■ ABOUT THIS TASK:
In the listing below, how many lines contain the string "mass"? Reply with the number alone.

■ RECORDS SUPPLIED:
BEGIN
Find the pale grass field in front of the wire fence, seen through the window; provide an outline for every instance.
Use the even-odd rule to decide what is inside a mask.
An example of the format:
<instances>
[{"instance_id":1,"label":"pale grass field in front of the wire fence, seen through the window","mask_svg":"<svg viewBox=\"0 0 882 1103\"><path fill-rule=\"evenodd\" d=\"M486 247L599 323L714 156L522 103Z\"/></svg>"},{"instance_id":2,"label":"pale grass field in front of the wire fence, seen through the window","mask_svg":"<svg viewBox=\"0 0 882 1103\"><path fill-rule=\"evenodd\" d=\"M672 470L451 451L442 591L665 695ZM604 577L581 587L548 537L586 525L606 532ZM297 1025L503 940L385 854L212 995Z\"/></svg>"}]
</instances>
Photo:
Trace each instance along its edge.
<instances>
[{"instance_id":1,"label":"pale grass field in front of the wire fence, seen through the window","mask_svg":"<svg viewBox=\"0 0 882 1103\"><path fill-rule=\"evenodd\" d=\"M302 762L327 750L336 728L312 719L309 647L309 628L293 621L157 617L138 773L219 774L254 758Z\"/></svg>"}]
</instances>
END
BEGIN
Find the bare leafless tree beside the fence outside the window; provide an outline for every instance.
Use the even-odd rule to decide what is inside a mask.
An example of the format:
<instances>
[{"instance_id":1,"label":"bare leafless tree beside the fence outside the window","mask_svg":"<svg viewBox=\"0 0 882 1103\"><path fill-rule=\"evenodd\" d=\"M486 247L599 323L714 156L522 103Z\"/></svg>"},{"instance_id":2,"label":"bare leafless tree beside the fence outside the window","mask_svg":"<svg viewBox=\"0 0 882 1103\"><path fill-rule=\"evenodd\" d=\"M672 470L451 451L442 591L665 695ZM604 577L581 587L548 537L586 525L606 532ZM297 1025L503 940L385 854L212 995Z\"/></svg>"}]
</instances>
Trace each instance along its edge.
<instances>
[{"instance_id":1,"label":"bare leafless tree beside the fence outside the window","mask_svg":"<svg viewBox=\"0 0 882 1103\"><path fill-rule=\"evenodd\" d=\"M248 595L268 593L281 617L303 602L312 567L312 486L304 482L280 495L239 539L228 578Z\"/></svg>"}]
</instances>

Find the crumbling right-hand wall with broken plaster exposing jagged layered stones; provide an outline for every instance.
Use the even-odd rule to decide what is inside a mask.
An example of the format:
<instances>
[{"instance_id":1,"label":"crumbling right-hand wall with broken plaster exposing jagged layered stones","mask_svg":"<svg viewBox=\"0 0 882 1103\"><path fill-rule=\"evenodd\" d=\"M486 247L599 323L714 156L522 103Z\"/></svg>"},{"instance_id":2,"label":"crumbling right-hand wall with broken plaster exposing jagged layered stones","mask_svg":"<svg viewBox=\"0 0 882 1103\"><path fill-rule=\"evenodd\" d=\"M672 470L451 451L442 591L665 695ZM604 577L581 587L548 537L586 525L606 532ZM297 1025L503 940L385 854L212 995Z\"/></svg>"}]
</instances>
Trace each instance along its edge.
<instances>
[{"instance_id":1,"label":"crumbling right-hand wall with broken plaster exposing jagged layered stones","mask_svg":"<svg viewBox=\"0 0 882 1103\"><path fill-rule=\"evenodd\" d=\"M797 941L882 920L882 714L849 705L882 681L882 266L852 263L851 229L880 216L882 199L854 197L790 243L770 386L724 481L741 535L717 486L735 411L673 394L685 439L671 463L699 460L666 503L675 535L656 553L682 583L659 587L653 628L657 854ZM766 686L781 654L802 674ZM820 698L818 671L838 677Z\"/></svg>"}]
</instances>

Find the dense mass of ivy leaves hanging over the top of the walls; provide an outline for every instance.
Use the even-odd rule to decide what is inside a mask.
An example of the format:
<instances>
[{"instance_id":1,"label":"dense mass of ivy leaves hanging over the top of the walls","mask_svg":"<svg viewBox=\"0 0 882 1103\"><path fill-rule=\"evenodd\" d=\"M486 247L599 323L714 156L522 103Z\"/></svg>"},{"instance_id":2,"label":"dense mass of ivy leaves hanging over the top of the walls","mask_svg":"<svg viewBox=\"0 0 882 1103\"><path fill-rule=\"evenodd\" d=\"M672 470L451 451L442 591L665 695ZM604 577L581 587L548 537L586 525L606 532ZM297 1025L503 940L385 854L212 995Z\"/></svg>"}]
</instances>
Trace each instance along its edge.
END
■ RESPONSE TO THE TASK:
2